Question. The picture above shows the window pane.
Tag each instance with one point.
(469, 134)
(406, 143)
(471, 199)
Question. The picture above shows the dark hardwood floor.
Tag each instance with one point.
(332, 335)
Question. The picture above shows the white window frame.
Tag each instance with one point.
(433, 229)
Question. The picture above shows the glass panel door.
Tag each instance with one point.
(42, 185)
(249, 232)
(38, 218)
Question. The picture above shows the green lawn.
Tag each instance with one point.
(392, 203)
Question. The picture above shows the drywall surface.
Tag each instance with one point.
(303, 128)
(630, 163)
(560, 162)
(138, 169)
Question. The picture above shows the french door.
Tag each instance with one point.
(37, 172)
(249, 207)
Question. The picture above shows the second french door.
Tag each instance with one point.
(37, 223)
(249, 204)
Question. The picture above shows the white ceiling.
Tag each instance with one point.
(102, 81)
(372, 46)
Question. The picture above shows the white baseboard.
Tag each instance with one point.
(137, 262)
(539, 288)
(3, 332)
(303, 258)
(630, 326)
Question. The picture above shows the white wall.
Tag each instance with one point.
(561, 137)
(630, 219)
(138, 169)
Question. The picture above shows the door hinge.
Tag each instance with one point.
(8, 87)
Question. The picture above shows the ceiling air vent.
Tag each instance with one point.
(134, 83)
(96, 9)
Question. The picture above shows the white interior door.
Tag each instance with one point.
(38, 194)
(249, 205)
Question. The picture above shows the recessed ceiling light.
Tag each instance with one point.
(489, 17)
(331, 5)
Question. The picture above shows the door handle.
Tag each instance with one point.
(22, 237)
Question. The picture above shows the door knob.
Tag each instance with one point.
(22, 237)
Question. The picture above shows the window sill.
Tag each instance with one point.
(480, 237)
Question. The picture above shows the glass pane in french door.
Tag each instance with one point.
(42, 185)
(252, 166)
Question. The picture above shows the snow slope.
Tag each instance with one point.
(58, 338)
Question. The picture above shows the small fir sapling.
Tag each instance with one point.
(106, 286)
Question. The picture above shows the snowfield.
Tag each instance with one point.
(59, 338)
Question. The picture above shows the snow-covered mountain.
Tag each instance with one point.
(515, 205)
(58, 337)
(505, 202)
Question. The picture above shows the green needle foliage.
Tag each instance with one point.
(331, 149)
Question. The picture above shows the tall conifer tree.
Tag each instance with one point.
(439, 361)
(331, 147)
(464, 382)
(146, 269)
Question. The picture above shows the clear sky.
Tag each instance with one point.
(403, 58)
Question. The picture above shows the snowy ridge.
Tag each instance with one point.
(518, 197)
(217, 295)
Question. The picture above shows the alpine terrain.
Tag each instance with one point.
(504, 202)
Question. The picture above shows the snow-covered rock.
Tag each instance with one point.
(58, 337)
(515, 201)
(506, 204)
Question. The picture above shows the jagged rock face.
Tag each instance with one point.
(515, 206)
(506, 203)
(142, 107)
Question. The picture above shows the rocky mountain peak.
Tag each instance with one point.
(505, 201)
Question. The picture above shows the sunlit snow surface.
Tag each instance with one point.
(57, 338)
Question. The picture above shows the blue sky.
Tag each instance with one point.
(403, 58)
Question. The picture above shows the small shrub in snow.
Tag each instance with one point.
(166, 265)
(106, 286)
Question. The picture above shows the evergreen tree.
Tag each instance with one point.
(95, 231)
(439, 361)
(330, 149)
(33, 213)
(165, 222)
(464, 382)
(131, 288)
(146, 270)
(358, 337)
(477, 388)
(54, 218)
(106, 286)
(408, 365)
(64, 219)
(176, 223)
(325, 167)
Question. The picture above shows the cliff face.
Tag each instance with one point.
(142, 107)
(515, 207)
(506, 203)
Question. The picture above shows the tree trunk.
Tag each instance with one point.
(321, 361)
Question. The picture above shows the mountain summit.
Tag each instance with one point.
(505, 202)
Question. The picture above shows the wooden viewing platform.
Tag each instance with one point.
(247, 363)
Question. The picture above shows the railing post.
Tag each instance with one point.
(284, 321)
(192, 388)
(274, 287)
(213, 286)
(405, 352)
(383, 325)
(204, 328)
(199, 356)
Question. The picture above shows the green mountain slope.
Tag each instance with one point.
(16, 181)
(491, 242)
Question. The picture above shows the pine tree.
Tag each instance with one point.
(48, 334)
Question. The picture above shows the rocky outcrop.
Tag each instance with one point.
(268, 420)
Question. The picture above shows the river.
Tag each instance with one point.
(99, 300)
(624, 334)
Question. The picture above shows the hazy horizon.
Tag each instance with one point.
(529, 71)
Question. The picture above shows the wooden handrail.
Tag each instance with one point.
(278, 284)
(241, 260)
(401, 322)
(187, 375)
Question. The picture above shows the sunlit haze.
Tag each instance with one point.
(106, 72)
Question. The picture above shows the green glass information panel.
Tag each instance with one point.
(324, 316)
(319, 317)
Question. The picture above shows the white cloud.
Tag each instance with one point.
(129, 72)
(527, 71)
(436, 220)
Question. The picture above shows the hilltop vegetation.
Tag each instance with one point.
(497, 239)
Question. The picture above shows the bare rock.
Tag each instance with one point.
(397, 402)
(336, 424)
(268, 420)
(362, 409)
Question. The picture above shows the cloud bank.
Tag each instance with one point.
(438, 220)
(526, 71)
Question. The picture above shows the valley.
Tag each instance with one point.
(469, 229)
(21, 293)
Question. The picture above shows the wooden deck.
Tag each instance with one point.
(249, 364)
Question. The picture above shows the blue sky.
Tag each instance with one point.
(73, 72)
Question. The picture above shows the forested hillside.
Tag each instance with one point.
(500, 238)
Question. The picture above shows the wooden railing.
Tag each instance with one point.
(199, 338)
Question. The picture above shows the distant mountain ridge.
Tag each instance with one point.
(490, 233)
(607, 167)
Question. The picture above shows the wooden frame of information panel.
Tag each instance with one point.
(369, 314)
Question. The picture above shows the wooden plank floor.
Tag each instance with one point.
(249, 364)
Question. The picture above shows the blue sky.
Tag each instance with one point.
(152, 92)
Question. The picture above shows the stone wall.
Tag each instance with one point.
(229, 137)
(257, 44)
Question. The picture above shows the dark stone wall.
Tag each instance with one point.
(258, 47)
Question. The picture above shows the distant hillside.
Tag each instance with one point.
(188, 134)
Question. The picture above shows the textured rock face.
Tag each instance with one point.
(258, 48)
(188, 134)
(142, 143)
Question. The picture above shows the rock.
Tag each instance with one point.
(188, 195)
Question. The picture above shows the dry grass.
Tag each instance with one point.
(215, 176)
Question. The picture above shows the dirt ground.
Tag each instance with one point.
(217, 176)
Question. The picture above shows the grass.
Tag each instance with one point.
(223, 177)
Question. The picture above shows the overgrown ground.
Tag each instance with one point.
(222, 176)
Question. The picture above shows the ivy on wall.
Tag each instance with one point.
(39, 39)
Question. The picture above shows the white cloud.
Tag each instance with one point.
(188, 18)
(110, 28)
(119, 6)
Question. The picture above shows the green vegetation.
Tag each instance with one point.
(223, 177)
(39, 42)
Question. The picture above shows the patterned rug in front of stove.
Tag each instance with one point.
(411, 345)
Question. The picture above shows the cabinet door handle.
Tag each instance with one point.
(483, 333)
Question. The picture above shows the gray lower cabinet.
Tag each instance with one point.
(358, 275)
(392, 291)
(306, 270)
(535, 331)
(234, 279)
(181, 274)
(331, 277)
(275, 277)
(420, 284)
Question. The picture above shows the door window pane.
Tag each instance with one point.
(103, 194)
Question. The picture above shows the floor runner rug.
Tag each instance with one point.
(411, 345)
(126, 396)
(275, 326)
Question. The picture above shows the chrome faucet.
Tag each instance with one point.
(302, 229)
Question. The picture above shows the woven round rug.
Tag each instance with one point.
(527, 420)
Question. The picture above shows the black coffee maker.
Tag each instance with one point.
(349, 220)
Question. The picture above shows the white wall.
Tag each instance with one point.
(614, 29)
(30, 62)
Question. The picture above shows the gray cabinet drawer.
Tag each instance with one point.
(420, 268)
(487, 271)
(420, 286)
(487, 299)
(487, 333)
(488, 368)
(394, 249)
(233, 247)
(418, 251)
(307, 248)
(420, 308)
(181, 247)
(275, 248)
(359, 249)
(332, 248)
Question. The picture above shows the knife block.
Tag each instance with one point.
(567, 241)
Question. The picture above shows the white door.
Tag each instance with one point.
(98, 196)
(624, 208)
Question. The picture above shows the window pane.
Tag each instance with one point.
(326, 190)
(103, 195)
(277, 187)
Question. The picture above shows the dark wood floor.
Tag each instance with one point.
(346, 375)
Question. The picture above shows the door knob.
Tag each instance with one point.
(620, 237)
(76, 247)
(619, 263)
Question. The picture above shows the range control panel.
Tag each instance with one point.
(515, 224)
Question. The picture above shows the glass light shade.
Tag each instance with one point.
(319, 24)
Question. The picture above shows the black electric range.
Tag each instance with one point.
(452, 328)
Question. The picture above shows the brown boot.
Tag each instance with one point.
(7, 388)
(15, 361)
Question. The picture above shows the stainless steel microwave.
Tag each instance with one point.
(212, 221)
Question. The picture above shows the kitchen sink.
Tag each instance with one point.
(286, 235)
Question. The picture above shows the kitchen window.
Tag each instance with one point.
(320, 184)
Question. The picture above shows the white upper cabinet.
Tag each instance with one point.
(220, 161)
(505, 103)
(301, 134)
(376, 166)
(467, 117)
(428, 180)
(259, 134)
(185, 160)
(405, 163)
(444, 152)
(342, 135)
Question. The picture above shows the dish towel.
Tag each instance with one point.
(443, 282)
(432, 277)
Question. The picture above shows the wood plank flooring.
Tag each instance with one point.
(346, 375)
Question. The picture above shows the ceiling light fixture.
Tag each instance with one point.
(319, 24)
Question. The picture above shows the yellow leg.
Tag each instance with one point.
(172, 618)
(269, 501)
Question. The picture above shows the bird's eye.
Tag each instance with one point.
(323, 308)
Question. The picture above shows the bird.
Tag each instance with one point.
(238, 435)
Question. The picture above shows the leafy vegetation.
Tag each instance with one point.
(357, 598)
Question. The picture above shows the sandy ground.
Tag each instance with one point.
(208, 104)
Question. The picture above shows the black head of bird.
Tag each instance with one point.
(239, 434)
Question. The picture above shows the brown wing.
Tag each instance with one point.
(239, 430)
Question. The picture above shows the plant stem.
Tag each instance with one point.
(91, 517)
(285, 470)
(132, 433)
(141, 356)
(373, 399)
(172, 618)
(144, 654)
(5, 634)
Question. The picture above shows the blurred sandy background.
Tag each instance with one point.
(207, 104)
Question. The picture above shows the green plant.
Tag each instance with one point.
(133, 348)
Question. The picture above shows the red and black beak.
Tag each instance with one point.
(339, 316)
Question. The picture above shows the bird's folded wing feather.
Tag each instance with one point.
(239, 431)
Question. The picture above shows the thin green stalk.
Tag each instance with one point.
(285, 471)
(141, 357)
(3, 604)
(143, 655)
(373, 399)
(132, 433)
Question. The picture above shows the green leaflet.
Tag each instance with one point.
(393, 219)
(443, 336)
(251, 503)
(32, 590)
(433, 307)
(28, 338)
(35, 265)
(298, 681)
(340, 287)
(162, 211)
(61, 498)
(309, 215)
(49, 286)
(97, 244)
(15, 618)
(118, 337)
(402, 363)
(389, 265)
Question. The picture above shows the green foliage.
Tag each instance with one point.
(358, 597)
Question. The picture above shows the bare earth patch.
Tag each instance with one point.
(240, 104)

| Your task |
Each line from the one containing "Question. The picture above shows the blurred" to the end of the listing above should be copied exactly, and nothing else.

| Reply |
Question. The picture above shows the blurred sandy background.
Tag each instance with one point.
(207, 104)
Question. The picture above shows the green plant.
Tag each instance with one point.
(133, 348)
Question. The picture above shows the red and black beak.
Tag each instance with one point.
(339, 316)
Question. The picture above shows the bird's folded wing feather.
Tag each instance with one point.
(239, 431)
Question. The picture above shows the thin green stalk.
Tag each instance with one point.
(285, 471)
(141, 357)
(3, 604)
(143, 655)
(373, 399)
(132, 433)
Question. The picture above shows the green leaflet.
Tag each instance with one point.
(393, 219)
(443, 336)
(251, 503)
(32, 590)
(433, 307)
(28, 338)
(35, 265)
(298, 681)
(340, 287)
(162, 211)
(61, 498)
(309, 215)
(49, 286)
(97, 244)
(15, 618)
(118, 337)
(402, 363)
(389, 265)
Question. The picture above shows the green foliage.
Tag each instance with one point.
(358, 597)
Question. The picture above shows the bare earth patch.
Tag each instance with one point.
(240, 104)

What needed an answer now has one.